[Requirements]
A. In the article on Ernie Chambers' return to the Nebraska Legislature, which district is he headed back to Lincoln to represent?
B. From the article on Ernie Chambers' return to the Legislature, reproduce verbatim the passage that begins with the words containing "Chambers wins in" and ends with "for very long.".
C. Write the next part of the news article on Ernie Chambers' return to the Nebraska Legislature, picking up after its final sentence.

[Given text]
__________________________________________________

Chambers wins in landslide, returns to Legislature
Story by Jake Sorensen, NewsNetNebraska
Ernie Chambers abided by the term limit. But in the end, it wasn’t enough to keep him out of the Nebraska Legislature for very long.
The former 38-year-old senator is headed back to Lincoln to represent Omaha’s Legislative District 11, after winning easily over the incumbent Sen. Brenda Council.
Chambers had previously served as the district’s state senator from 1970 through 2008, before a term-limit rule forced him to sit out of the 2008 election, which allowed the Council, a Democrat, to fill the void.
The campaign cycle was one of the strangest seen in the state for quite some time, as the 58-year-old Chambers was trying to come back from a four-year-absence, and Council was mired with a gambling controversy in late September. She plead guilty to two misdemeanor charges stemming from allegations that she misused campaign money at casinos, to the tune of $63,000 over 2.5 years time.
UNL Political Science professor John Hibbing said that even though Chambers won, there was good reason for people to believe it would be a close race.

__________________________________________________

Records from a pointing dataset
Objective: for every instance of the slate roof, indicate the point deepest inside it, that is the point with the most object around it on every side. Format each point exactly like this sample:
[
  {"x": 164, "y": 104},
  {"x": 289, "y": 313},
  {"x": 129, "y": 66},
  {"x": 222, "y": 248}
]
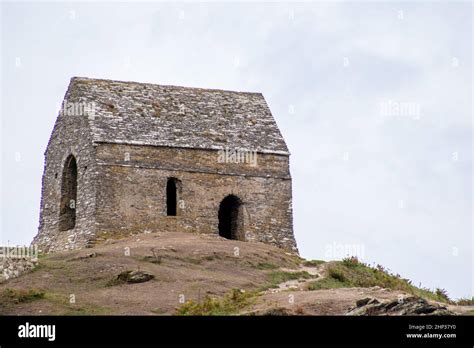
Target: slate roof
[{"x": 148, "y": 114}]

__________________________________________________

[Answers by task]
A. Omaha's Legislative District 11.

B.
Chambers wins in landslide, returns to Legislature
Story by Jake Sorensen, NewsNetNebraska
Ernie Chambers abided by the term limit. But in the end, it wasn’t enough to keep him out of the Nebraska Legislature for very long.

C.
“Those races are so hard to predict, because we’ve never had anyone come back from term-limit like Chambers,” Hibbing said. “With all the other events that have happened with Council, we’ve never really seen a race like this before.”
Council said following all of the allegations that she would pay back the money. Chambers was forgiving at first, but later used the situation as an advantage to himself by putting up billboards in Omaha to support his cause.
The allegations certainly affected Council. In the May primary, Chambers won, but by a slim margin. Council became more aggressive in her campaign following the gambling negativity surrounding her, but could not help sway voters her way.
Fred Conley, Council’s campaign manager, said he felt confident before the results of the night came through.
“I’m pretty confident that it’ll go our way,” Conley said, before votes were tallied.
Hibbing said from anoutsider’s perspective, it was difficult to see how either candidate would have much of an advantage due to both being African-American in an area of Omaha dominated by the race.
“Chambers obviously has the greater length of experience, but I struggle to think the area isn’t torn on who to vote for, due to both of their African-American backgrounds,” Hibbing said.
Chambers is known mostly for his lawsuit against God in 2007, where he ordered God to, “cease certain harmful activities and the making of terroristic threats.” While it was a move to make a point, it made national news, which Chambers was known for, especially in his knack of filibustering.
He will take office in January.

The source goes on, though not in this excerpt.